— Start of QUOTED PASSAGE —
If you want to give him chances then try and do it from a place where you and your baby are not directly affected by what he does. Someone in his shoes cannot be relied on financially, emotionally, or physically. For someone in addiction it is just not possible. If all of his friends are pill pushers it's not likely that he is going to be sobering up enough to build a life with you right now. It is not a failure on your part or that you are not enough. THAT JUST ISN'T TRUE. I don't think that most of us understand what happens with drug addiction. At some point, the ability to discern the right thing to do is hijacked. It is dealing with Dr. Jekyll and Mr. Hyde. Thus, the promises and words of love. That part exists but will never win out over the addict part until the addict quits using and gets into recovery. There is absolutely nothing that we can do to change someone elses addiction except to not participate in it in any way....as in continuing a relationship with them, providing shelter, etc. Hard words to hear but unfortunately they are the truth.
— End of QUOTED PASSAGE —
-- CHALLENGE 1 --
Answer these about the advice on addiction:
(a) In what three ways does it say someone in his shoes cannot be relied on?
(b) What two characters does it compare dealing with drug addiction to?
(c) What two examples does it give of participating in someone's addiction?
-- CHALLENGE 2 --
Summarize the advice on addiction in two sentences.
-- CHALLENGE 3 --
Continue the advice on addiction, starting after its final sentence.
The listing plays no part in this work.
— Start of GIVEN ENTRIES —
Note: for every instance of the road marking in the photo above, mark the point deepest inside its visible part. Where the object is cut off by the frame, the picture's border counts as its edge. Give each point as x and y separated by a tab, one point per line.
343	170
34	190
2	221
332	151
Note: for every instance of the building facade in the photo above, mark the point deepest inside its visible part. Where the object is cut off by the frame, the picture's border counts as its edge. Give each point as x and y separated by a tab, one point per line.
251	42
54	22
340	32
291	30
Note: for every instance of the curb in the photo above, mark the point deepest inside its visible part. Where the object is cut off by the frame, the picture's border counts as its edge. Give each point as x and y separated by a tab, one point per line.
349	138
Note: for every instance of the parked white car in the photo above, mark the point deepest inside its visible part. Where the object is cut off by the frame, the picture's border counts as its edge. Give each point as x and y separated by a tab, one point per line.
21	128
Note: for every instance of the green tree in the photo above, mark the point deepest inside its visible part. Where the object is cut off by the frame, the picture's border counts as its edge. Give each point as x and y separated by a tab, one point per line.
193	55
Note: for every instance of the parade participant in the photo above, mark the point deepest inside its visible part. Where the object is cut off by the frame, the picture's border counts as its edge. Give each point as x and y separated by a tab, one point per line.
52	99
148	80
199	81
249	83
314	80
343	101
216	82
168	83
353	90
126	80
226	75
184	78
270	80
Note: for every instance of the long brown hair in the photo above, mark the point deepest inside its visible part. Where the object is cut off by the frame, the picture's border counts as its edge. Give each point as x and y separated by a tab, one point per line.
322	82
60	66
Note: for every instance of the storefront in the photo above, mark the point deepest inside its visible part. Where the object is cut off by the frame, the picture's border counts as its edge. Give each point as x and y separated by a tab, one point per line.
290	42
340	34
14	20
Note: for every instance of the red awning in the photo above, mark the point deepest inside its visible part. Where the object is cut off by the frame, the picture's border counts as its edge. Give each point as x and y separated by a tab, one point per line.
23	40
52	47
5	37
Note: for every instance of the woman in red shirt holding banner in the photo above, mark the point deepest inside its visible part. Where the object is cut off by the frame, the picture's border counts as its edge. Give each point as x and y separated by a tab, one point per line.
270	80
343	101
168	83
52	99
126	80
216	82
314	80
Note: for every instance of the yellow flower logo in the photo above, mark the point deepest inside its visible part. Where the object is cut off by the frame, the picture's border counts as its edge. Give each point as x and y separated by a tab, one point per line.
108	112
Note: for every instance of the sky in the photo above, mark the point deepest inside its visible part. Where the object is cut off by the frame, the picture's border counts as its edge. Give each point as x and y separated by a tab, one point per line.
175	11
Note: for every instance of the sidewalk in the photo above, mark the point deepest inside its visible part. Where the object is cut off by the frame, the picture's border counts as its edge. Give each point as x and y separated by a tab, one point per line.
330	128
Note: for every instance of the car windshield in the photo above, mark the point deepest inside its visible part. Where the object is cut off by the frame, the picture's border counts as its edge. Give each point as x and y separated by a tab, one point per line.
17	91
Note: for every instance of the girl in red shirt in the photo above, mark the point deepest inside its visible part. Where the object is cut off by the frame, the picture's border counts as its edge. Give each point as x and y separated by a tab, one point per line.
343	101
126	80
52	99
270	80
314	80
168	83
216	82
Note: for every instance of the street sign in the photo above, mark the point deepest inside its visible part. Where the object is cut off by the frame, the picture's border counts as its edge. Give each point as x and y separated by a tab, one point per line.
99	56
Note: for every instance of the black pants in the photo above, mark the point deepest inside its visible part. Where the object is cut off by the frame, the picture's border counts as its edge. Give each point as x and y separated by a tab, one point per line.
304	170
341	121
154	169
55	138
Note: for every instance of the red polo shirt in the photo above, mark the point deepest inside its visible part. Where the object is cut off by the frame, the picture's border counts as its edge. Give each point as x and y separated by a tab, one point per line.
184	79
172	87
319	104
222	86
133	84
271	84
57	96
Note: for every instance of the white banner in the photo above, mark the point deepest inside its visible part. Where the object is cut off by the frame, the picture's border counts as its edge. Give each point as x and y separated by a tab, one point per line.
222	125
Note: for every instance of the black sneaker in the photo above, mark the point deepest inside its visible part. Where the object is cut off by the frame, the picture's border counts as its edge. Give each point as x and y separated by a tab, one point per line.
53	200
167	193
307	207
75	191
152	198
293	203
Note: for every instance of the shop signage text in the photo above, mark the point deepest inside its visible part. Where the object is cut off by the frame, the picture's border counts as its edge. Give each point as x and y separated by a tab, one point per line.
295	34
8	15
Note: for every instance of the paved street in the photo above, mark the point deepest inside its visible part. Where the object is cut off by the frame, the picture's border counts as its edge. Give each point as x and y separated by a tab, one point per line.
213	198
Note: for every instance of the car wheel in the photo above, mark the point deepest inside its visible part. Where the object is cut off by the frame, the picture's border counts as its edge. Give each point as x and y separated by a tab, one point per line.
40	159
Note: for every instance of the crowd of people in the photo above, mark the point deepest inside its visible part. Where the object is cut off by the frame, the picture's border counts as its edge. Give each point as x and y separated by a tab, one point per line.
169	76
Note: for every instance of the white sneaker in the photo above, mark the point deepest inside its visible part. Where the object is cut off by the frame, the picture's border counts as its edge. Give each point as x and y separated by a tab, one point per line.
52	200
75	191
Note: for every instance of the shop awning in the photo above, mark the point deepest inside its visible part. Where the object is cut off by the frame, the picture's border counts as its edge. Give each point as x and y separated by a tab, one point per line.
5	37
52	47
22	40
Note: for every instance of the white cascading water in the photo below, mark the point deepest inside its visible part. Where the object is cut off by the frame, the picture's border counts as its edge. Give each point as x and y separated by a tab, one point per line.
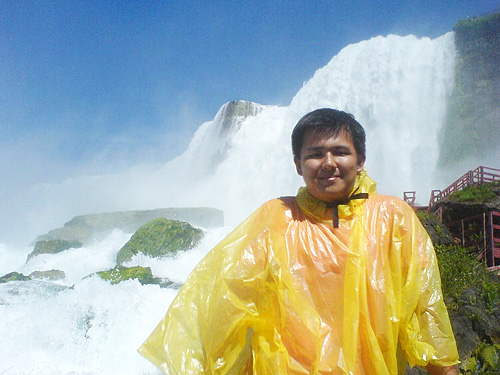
396	87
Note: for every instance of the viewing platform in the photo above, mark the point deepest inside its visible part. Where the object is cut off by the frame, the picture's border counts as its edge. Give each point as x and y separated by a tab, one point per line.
479	232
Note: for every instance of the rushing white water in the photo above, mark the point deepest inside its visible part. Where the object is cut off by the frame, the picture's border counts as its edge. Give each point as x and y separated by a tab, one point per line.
396	87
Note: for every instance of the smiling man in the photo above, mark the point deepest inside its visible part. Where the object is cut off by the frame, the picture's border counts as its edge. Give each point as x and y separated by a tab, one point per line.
336	280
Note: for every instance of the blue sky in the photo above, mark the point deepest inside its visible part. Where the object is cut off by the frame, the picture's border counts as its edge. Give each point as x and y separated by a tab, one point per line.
93	86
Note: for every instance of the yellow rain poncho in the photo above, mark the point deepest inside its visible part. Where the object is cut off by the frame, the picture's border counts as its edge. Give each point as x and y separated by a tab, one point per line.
288	293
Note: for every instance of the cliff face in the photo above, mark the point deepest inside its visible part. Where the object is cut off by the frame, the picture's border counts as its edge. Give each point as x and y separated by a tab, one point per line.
472	125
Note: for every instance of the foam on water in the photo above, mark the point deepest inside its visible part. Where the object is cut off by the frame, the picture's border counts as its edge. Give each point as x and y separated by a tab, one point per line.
396	87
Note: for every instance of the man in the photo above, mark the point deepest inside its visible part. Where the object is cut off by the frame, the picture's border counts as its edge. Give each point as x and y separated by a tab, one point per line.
336	280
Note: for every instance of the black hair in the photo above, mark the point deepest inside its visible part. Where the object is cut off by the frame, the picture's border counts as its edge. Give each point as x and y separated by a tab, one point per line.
329	122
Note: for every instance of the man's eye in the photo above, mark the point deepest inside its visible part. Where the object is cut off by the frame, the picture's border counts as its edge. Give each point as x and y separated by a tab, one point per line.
315	155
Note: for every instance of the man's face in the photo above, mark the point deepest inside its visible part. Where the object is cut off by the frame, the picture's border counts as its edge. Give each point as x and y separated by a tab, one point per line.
329	166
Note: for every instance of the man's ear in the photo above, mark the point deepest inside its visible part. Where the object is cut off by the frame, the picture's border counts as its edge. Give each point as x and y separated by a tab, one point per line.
298	167
361	164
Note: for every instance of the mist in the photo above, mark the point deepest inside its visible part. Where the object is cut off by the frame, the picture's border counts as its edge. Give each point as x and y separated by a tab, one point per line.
396	87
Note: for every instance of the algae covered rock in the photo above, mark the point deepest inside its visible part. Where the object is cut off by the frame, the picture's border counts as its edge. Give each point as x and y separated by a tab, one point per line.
13	276
160	237
53	246
120	273
48	275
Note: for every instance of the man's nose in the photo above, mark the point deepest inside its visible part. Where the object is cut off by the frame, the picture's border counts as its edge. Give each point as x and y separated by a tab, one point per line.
329	161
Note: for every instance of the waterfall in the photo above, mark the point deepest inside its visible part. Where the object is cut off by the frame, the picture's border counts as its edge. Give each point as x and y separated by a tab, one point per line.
397	88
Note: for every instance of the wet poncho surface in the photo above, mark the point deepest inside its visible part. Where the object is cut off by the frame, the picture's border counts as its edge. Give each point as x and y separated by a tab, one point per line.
288	293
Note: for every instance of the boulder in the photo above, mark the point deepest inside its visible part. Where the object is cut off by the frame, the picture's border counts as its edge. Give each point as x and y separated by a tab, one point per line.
160	237
86	228
53	246
13	276
48	275
142	274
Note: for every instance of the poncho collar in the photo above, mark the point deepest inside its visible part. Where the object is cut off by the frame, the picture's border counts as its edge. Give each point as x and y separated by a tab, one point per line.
321	211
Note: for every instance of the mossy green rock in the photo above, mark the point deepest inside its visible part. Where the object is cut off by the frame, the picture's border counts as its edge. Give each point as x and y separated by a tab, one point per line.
120	273
48	275
53	246
13	276
160	237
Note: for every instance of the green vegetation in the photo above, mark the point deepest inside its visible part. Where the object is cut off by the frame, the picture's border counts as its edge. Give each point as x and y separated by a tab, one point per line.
460	270
477	194
13	276
53	247
159	238
120	273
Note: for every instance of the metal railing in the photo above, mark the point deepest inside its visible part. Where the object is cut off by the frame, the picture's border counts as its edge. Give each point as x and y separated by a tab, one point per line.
478	176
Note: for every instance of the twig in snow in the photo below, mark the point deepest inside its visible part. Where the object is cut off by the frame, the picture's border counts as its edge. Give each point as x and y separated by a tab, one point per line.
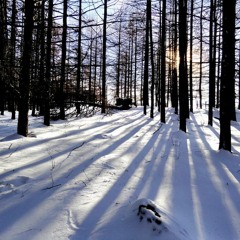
47	188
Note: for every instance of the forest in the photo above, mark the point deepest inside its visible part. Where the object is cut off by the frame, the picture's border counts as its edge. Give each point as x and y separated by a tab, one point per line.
88	55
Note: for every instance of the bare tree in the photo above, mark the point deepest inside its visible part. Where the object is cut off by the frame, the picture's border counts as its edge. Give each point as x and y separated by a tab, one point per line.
24	84
228	74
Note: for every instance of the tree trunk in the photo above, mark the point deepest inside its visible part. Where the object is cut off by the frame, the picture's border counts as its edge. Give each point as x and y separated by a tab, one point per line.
228	74
211	66
104	58
163	63
183	81
48	65
24	85
146	60
63	61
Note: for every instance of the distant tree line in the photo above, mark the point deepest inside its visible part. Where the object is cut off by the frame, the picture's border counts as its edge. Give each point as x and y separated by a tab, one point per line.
159	53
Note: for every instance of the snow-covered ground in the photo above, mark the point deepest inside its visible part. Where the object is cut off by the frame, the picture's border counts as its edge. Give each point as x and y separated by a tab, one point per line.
110	177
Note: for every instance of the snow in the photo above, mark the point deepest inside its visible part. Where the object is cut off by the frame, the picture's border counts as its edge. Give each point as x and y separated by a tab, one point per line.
86	178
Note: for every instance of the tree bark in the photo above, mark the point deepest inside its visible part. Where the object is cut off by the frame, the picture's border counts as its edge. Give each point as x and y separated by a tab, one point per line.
24	85
183	80
228	74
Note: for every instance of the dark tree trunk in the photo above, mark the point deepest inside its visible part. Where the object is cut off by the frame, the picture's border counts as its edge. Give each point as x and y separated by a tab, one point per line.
183	80
63	61
104	58
3	43
152	63
211	65
146	60
228	74
24	84
79	58
163	63
48	65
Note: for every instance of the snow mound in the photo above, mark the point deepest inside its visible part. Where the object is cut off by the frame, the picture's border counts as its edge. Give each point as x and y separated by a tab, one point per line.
142	219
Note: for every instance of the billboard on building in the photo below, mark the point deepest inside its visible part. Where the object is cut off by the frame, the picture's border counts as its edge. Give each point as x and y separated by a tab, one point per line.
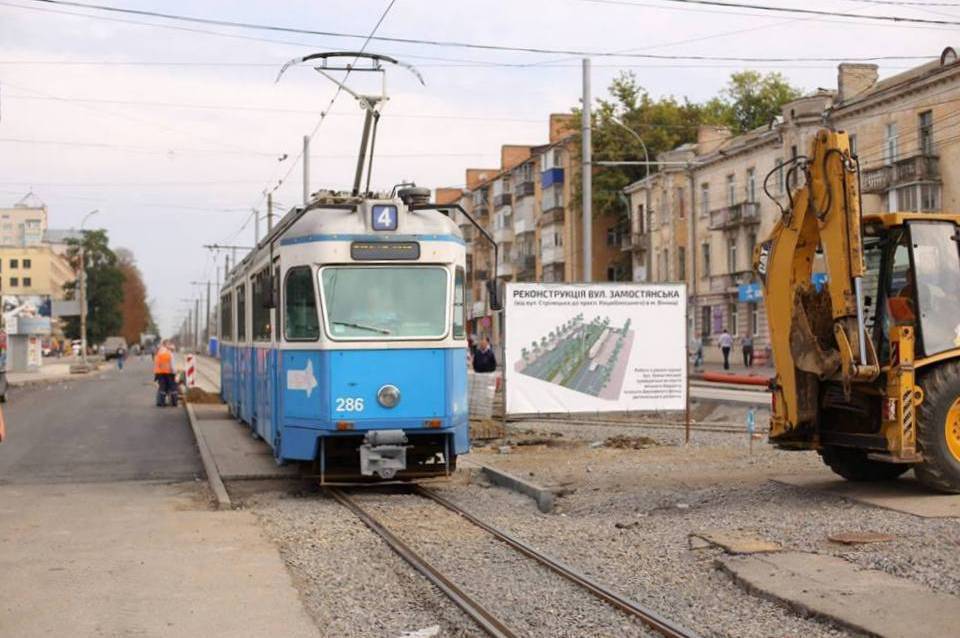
608	347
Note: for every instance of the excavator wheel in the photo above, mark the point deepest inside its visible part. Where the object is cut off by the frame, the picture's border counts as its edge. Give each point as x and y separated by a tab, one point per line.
853	465
938	433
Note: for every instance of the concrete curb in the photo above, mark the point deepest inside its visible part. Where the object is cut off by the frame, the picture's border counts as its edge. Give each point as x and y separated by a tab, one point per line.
541	495
209	465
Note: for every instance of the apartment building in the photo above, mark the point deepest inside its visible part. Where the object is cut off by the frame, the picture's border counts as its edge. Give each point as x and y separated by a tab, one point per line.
24	223
904	130
527	206
33	270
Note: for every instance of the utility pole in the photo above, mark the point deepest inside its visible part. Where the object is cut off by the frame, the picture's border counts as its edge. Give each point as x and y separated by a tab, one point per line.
196	325
269	212
306	170
587	175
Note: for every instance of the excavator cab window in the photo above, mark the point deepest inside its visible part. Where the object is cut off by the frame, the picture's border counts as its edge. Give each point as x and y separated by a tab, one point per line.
936	261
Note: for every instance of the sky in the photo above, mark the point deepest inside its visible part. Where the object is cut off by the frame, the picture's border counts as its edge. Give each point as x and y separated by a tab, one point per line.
174	131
— End of GIVEN ENTRIES —
-- EXERCISE ANSWER 1 --
(a) Financially, emotionally, and physically.
(b) Dr. Jekyll and Mr. Hyde.
(c) Continuing a relationship with them and providing shelter.

-- EXERCISE ANSWER 2 --
Someone in addiction cannot be relied on financially, emotionally, or physically, and that is not a failure on the partner's part or a sign that she is not enough. Because addiction hijacks the ability to discern the right thing to do, the loving part of the person will not win out until he quits using and gets into recovery, and others can only refuse to participate in it, for instance by not continuing a relationship with him or providing shelter.

-- EXERCISE ANSWER 3 --
Remember, you are not alone even though you feel that you are. Those feelings are a story that your codie side is telling you...you actually have family and friends that are there for you and love you. I have to remember that I am not really alone - I'm just not getting support from the one person that I really want it from. Like that will make some karmic injustice all okay. It's all a myth. What I have learned is that I have to support myself from the inside out and not resource it out to others. My HP is the only constant in my life. Everyone else has the potential to let me down - not because of anything wrong in me but because of things in their own lives. Learn who supports you and who you count on - in the long run that is the only way to live.

I am sending prayers to you and your baby for serenity and the ability to feel all of the support and love that is there for the two of you. I also pray for your growing awareness that AF is sick - very sick - and his sickness is no reflection on you or your worth.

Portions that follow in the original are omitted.